*WORK TO BE COMPLETED*. Copy the Chris Isaak profile from "When Chris Isaak" to "focus and commitment.", putting "ducktail" in place of "pompadour".

*QUOTED TEXT*.
* start *

Chris Isaak

National Academy of Songwriters
October 1998
By Dawn Dagucon


When Chris Isaak debuted a little over a decade ago, comparisons to Roy Orbison and Elvis inevitably followed. Complete with pompadour, he seemed to be a throwback to a time where singers could actually sing, and songs weren't allergic to melodies.

Growing up in Stockton, a farm community about 100 miles NE of San Francisco, Isaak's small town childhood included enough struggle to make comfort and safety attractive goals. Perhaps that is why the image of the '50's appeals to him and is reflected in his music -- the period connotes a gentler, more innocent time. However, the 50's were more complicated than our romantic visions recall, and so is Isaak. Charming and entertaining, he has a self-deprecating sense of humor and a genial mischievousness that belies a great deal of focus and commitment.

His first two records, Silvertone (1986) and Chris Isaak (1987) were critical favorites. Heart-Shaped World (1989) contained the hit "Wicked Game" that, along with play in the film Wild Orchid and a steamy video, arguably made him a star. His follow up was San Francisco Days (1993) and the very personal ode to heartbreak, Forever Blue (1995). He then recorded Baja Sessions (1996), an album of songs he chose for mood and pretty melodies. Isaak has also done some acting, with small roles in Jonathan Demme's Married To The Mob and Silence Of The Lambs, as well as co-starring in David Lynch's Twin Peaks-Fire Walk With Me and Bernardo Bertolucci's Little Buddha.

His new record, Speak of the Devil, employs stronger guitar and edgier vocals than before, but long-time fans won't be disappointed. Isaak's achingly sorrowful ballads still coexist with sexier, more upbeat material. "Breaking Apart" is the kind of song you play over and over, when you can't resist the sweet indulgence of torturing yourself ("I'm breaking apart inside/Crying in my sleep at night without you/And I'm wonderin' if you're doing fine too"). But "Like The Way She Moves" reminds you that for every heartbreak, there were less melancholy moments ("I was laying in bed trying to catch my breath/Half-ashamed, half-smiling at the things we did"). Isaak digs a little deeper this time, too. "Black Flowers" tells of a haunting betrayal, and he steps up the power of his vocals on the title track, as well as on "Wanderin'", and the first single, "Please."

For someone who is a self-described "nut," his appeal crosses both genres and generations. He manages to come off both clean-cut and cool; just enough of a bad boy that women want him and guys want to hang out with him. We spoke at 11:30 in the morning, before he headed out to surf.

DAGUCON: I WAS READING SOME STUFF ON YOU AND SOMEBODY COMPARED YOU TO ROBERT MITCHUM, SORT OF THE 50'S KIND OF...
ISAAK: Head of hair? [laughs] I wish. In my dreams, I'm just like Robert Mitchum. Jeez, right now I'm sitting in my room, which looks like a goddamn bomb went off in it. I thought my house was clean until somebody said it looks like a bachelor lives here and, well, one does. [laughs] I just found notes from the Baja Sessions video and a check list of what to bring: guitars, socks, sex wax...do you know what sex wax is?

YOU'RE A SURFER. HOW DID YOU LEARN TO SURF GROWING UP IN STOCKTON?
In Stockton, I learned to box. I actually fought a little bit in college and in the police athletics league. I was mediocre. Thank God I got out of Stockton. [laughs]

YOU WENT TO UNIVERSITY OF PACIFIC THERE.

* end *

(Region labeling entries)
* start *

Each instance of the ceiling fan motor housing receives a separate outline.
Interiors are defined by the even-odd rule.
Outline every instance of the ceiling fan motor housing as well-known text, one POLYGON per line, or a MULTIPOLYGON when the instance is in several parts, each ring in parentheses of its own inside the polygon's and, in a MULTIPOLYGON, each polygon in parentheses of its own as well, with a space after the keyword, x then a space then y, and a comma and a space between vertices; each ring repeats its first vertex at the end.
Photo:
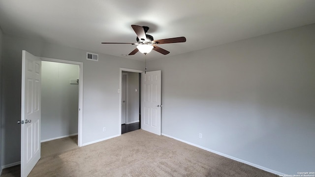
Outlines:
POLYGON ((143 43, 143 42, 151 42, 151 41, 152 41, 154 40, 153 39, 153 36, 152 36, 151 35, 146 34, 146 36, 147 37, 147 40, 146 40, 145 41, 140 41, 140 39, 139 39, 139 38, 138 37, 137 37, 137 42, 138 42, 138 43, 143 43))

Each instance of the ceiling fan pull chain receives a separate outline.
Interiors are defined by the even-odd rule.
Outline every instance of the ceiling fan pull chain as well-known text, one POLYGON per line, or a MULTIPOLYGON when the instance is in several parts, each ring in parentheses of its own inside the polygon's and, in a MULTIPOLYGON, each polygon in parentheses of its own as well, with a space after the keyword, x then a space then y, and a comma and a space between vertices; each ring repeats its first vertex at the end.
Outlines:
POLYGON ((144 70, 144 74, 147 72, 147 54, 144 54, 145 58, 144 59, 144 64, 145 65, 145 69, 144 70))

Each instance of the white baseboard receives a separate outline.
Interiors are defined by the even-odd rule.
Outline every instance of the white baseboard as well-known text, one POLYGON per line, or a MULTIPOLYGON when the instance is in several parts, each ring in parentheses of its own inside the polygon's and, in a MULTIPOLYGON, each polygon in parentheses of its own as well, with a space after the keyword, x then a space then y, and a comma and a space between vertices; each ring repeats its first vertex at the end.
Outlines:
POLYGON ((61 138, 69 137, 70 136, 74 136, 74 135, 78 135, 78 133, 73 133, 73 134, 71 134, 71 135, 64 135, 64 136, 62 136, 59 137, 50 138, 50 139, 47 139, 47 140, 41 140, 41 141, 40 141, 40 143, 46 142, 46 141, 52 141, 52 140, 57 140, 57 139, 61 139, 61 138))
POLYGON ((139 122, 139 120, 127 122, 127 123, 126 123, 126 124, 131 124, 131 123, 137 123, 137 122, 139 122))
POLYGON ((121 135, 114 135, 114 136, 112 136, 109 137, 103 138, 102 139, 94 141, 89 142, 89 143, 84 143, 83 144, 83 146, 89 145, 91 145, 91 144, 94 144, 94 143, 96 143, 100 142, 101 141, 105 141, 105 140, 108 140, 108 139, 110 139, 111 138, 117 137, 118 137, 118 136, 121 136, 121 135))
POLYGON ((273 170, 270 169, 269 169, 268 168, 266 168, 266 167, 263 167, 263 166, 255 164, 253 164, 252 163, 251 163, 251 162, 248 162, 248 161, 245 161, 245 160, 242 160, 242 159, 239 159, 238 158, 236 158, 236 157, 231 156, 230 155, 228 155, 224 154, 223 153, 218 152, 218 151, 216 151, 215 150, 213 150, 209 149, 208 148, 206 148, 203 147, 202 146, 199 146, 199 145, 197 145, 194 144, 193 143, 191 143, 186 141, 185 140, 181 140, 181 139, 179 139, 179 138, 173 137, 172 137, 171 136, 169 136, 168 135, 166 135, 166 134, 165 134, 164 133, 162 133, 162 135, 166 136, 166 137, 169 137, 169 138, 173 138, 174 139, 175 139, 176 140, 179 141, 180 142, 188 144, 191 145, 191 146, 194 146, 195 147, 199 148, 202 148, 202 149, 203 149, 204 150, 206 150, 208 151, 209 152, 211 152, 214 153, 215 154, 222 156, 223 157, 226 157, 226 158, 228 158, 231 159, 232 160, 234 160, 237 161, 238 162, 242 162, 242 163, 245 163, 246 164, 250 165, 251 166, 253 166, 254 167, 256 167, 256 168, 258 168, 258 169, 259 169, 260 170, 262 170, 263 171, 266 171, 266 172, 270 172, 270 173, 273 173, 274 174, 276 174, 276 175, 279 175, 279 176, 283 176, 283 177, 285 175, 286 175, 284 174, 283 174, 282 173, 280 173, 279 172, 277 172, 277 171, 273 170))
MULTIPOLYGON (((20 165, 20 164, 21 164, 21 161, 12 163, 11 163, 10 164, 4 165, 2 166, 2 167, 1 167, 1 171, 2 172, 2 170, 4 169, 5 168, 13 167, 14 166, 16 166, 16 165, 20 165)), ((0 174, 1 174, 1 173, 0 173, 0 174)))

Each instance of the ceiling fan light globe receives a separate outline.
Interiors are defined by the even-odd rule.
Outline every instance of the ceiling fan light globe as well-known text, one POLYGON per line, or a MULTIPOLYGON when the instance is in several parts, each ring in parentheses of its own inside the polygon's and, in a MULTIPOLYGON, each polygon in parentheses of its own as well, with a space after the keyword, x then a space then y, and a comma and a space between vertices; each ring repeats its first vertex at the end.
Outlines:
POLYGON ((149 54, 153 49, 153 46, 149 44, 141 44, 137 46, 137 48, 142 54, 149 54))

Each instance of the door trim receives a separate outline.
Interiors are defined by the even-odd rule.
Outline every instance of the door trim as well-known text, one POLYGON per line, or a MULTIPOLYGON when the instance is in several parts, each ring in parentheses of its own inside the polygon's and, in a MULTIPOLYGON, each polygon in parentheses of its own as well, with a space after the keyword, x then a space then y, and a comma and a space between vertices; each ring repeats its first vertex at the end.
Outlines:
MULTIPOLYGON (((123 71, 128 71, 138 73, 143 73, 143 71, 137 69, 119 68, 119 88, 118 89, 118 92, 119 93, 119 136, 122 135, 122 74, 123 71)), ((141 100, 139 100, 141 101, 141 100)), ((141 105, 142 107, 142 105, 141 105)))
POLYGON ((42 61, 55 62, 79 65, 79 105, 78 121, 78 146, 83 146, 83 63, 82 62, 41 57, 42 61))

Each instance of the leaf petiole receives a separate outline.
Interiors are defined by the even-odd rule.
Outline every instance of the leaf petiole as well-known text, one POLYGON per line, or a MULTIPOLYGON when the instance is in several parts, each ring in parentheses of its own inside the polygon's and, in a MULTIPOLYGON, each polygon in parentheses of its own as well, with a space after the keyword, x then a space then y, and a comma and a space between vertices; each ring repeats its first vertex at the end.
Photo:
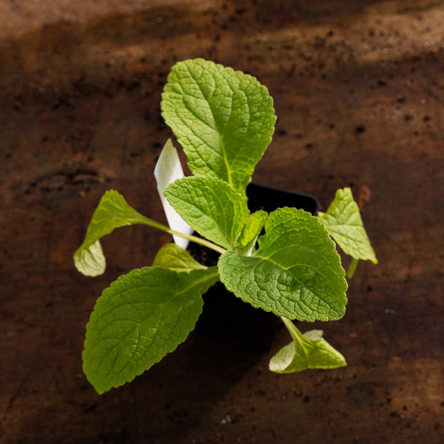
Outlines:
POLYGON ((187 239, 189 241, 191 241, 191 242, 195 242, 197 244, 200 244, 201 245, 208 247, 209 248, 210 248, 215 251, 217 251, 218 253, 220 253, 221 254, 223 254, 226 251, 226 250, 225 248, 222 248, 222 247, 220 247, 218 245, 216 245, 215 244, 213 243, 212 242, 210 242, 205 239, 198 238, 195 236, 193 236, 191 234, 185 234, 183 233, 179 233, 175 230, 171 230, 166 225, 164 225, 159 222, 156 222, 155 221, 149 219, 148 218, 144 217, 143 223, 146 225, 152 226, 153 228, 157 228, 158 230, 165 231, 165 233, 167 233, 170 234, 175 234, 176 236, 180 236, 181 238, 184 238, 185 239, 187 239))
POLYGON ((355 271, 356 270, 356 267, 359 262, 359 259, 355 259, 354 258, 352 258, 352 262, 350 262, 350 265, 349 266, 349 269, 347 270, 347 277, 349 279, 351 279, 353 277, 353 275, 355 274, 355 271))

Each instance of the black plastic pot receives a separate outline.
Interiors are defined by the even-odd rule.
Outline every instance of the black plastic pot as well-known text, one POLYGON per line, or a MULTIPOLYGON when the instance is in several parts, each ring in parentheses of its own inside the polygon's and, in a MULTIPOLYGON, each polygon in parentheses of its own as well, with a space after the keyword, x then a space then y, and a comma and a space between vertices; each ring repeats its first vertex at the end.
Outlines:
MULTIPOLYGON (((246 194, 252 212, 264 210, 270 213, 289 206, 302 208, 313 215, 317 213, 317 201, 308 194, 253 183, 247 187, 246 194)), ((219 255, 213 250, 194 242, 187 249, 202 264, 208 266, 217 264, 219 255)), ((203 299, 203 311, 197 324, 200 334, 261 353, 270 350, 282 325, 278 317, 244 302, 220 282, 213 285, 203 299)))

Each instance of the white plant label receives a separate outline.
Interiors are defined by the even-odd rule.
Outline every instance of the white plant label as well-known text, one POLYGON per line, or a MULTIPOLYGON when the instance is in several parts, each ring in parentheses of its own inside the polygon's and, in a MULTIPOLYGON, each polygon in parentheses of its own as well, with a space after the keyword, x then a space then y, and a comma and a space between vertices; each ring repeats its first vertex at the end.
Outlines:
MULTIPOLYGON (((192 234, 193 229, 177 214, 163 195, 163 190, 166 187, 176 179, 184 177, 179 156, 171 139, 166 141, 160 153, 154 169, 154 177, 157 182, 157 190, 170 228, 185 234, 192 234)), ((173 235, 173 238, 176 245, 181 248, 185 250, 188 246, 189 241, 187 239, 176 235, 173 235)))

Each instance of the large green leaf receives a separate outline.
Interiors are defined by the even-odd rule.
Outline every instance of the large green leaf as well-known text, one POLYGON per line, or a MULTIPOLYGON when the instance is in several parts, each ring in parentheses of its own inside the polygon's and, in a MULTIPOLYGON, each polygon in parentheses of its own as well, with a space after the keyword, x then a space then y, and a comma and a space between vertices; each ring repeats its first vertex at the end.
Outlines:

* end *

*SOLUTION*.
When Chris Isaak debuted a little over a decade ago, comparisons to Roy Orbison and Elvis inevitably followed. Complete with ducktail, he seemed to be a throwback to a time where singers could actually sing, and songs weren't allergic to melodies.

Growing up in Stockton, a farm community about 100 miles NE of San Francisco, Isaak's small town childhood included enough struggle to make comfort and safety attractive goals. Perhaps that is why the image of the '50's appeals to him and is reflected in his music -- the period connotes a gentler, more innocent time. However, the 50's were more complicated than our romantic visions recall, and so is Isaak. Charming and entertaining, he has a self-deprecating sense of humor and a genial mischievousness that belies a great deal of focus and commitment.